WRITTEN EXERCISE A :: Copy the passage of the film review below word for word, starting with "The notorious Salkinds" and going on through "the decade.".
- - -
The notorious Salkinds put together an impressive production, an all-name cast of appropriate
players, and a fresh director, and almost pulled off the cleverest production rip-off of
the decade.
Synopsis:
Young D'Artagnan (Michael York) comes to Paris hoping to join the Musketeers, and
falls in with three roguish members, Athos (Oliver Reed), Porthos (Frank Finlay), and Aramis
(Richard Chamberlain). Their adventures center around the Queen, Anna of Austria (Geraldine Chaplin).
Bored by her silly husband, Louis XIII (Jean-Pierre Cassel), she's become infatuated with the Duke
of Buckingham (Simon Ward), an Englishman and technically an enemy. The scheming Cardinal Richelieu
(Charlton Heston) uses dastardly agents Rochefort (Christopher Lee) and Milady de Winter (Faye
Dunaway) to try and compromise her, as war threatens between Catholic France and Protestant rebels
backed by England. For D'Artagnan's part, his heart is taken by the Queen's dressmaker, Constance
de Bonancieux (Raquel Welch).
At a time when studios were putting together dull and predictable programmers, some of the best shows
began as wholly independent ventures. The Salkinds of Europe had made few successes in the 60s, being
responsible for some respectable flops like Orson Welles' The Trial, and had recently done
reasonably well with a modest pirate movie,
The Light at the Edge of the World. Frankly,
their business reputation had its own 'Yo Ho Ho' pirate quality. To everyone's surprise, they made
a bid for the bigtime with the Musketeers movie, a grandiose enterprise that might tax a Samuel
Bronston or Joseph E. Levine.
Their later Superman franchise was the big moneymaker, but for outright quality, the Musketeers
films can't be topped. The casting aimed for talent, not superstar names, so the show has a spirited
ensemble feel, instead of becoming any particular actor's vehicle. With the British industry in the pits,
there was a bounty of name talent hungry for prestigious parts. Most had risen in supporting roles
in big pictures, and leads in smaller ones; there are no Oliviers or Julie Christies here, just
solid performers like Frank Finlay and Michael York.
Everybody looks good! Handsome York gets to play a not-too-bright hero and shows himself fully capable
of carrying the nominal lead role. Reed suitably sulks and plays coy, Richard Chamberlain fusses
and quips, and the under-appreciated Frank Finlay (The Pianist) is a comic delight. Simon
Ward, after a disappointing Young Winston, gets more exposure. Because of career doldrums,
fading luminary Charlton Heston was available for a plum part, which he embraces like a trouper.
- - -
WRITTEN EXERCISE B :: From the rows below, pick out and copy every line that contains the word "woman".
- - -
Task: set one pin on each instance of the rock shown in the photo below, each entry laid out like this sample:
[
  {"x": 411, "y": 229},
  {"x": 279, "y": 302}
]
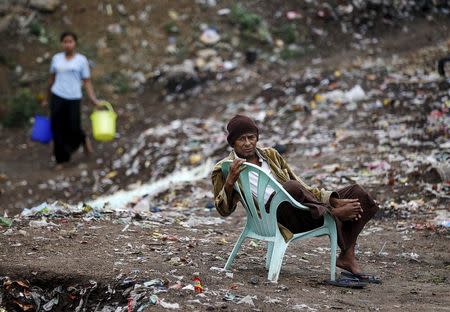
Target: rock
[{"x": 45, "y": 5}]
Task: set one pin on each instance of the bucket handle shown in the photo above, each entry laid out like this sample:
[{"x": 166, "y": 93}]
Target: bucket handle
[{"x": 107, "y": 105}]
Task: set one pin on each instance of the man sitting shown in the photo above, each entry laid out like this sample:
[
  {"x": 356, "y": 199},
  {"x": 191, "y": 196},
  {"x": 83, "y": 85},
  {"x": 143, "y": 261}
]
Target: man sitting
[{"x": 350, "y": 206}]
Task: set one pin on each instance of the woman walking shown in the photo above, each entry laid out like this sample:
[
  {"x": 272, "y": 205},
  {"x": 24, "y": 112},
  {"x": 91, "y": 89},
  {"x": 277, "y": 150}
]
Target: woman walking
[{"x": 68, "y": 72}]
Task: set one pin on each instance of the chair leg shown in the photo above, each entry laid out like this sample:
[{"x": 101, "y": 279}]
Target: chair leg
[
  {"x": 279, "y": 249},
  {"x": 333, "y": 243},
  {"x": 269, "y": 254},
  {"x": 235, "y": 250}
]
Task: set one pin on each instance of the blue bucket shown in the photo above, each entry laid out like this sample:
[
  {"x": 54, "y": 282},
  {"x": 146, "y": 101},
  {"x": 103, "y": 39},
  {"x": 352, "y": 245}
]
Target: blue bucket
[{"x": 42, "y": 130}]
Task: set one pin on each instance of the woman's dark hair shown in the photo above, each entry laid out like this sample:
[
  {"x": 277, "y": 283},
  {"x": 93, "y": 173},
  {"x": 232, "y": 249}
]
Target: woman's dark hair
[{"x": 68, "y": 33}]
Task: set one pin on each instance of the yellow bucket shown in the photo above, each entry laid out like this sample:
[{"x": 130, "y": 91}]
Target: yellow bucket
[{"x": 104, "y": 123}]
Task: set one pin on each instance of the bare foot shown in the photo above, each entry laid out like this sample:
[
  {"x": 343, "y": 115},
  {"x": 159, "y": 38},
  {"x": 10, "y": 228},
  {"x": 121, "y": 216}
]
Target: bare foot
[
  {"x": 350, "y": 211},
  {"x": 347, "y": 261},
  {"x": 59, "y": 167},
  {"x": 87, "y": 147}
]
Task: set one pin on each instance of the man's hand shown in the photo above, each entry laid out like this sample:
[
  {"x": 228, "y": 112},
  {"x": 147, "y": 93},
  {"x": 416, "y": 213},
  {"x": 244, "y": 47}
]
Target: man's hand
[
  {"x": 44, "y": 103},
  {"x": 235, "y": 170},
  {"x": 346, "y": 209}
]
- - -
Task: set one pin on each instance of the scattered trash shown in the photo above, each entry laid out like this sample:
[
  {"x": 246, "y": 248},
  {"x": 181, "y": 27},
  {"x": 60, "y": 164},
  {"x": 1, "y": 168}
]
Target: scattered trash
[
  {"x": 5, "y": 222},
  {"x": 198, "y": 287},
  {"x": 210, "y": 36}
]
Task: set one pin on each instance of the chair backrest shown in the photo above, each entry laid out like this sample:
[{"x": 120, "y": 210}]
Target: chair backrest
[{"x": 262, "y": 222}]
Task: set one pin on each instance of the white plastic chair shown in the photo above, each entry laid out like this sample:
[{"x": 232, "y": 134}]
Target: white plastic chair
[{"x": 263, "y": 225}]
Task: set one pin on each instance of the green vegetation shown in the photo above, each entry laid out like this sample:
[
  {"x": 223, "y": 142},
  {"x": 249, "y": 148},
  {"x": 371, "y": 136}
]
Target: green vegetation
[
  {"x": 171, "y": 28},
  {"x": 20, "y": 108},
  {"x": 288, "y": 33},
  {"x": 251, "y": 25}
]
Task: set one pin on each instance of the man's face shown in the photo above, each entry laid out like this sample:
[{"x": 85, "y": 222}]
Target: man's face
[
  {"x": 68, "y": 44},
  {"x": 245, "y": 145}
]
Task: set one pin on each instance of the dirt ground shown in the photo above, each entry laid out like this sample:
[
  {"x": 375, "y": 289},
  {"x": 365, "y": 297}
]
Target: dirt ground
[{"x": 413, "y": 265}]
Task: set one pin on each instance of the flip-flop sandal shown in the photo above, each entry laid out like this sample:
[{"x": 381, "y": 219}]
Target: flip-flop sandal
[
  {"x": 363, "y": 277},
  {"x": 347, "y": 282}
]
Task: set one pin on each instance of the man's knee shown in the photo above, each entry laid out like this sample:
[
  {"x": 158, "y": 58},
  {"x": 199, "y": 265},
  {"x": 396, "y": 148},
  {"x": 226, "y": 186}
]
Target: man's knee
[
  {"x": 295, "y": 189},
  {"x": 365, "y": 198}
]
- - -
EXERCISE RESULT A ::
The notorious Salkinds put together an impressive production, an all-name cast of appropriate
players, and a fresh director, and almost pulled off the cleverest production rip-off of
the decade.

EXERCISE RESULT B ::
Task: set one pin on each instance of the woman walking shown in the photo above, each entry laid out like this sample:
Target: woman walking
Task: set one pin on each instance of the woman's dark hair shown in the photo above, each entry laid out like this sample:
Target: woman's dark hair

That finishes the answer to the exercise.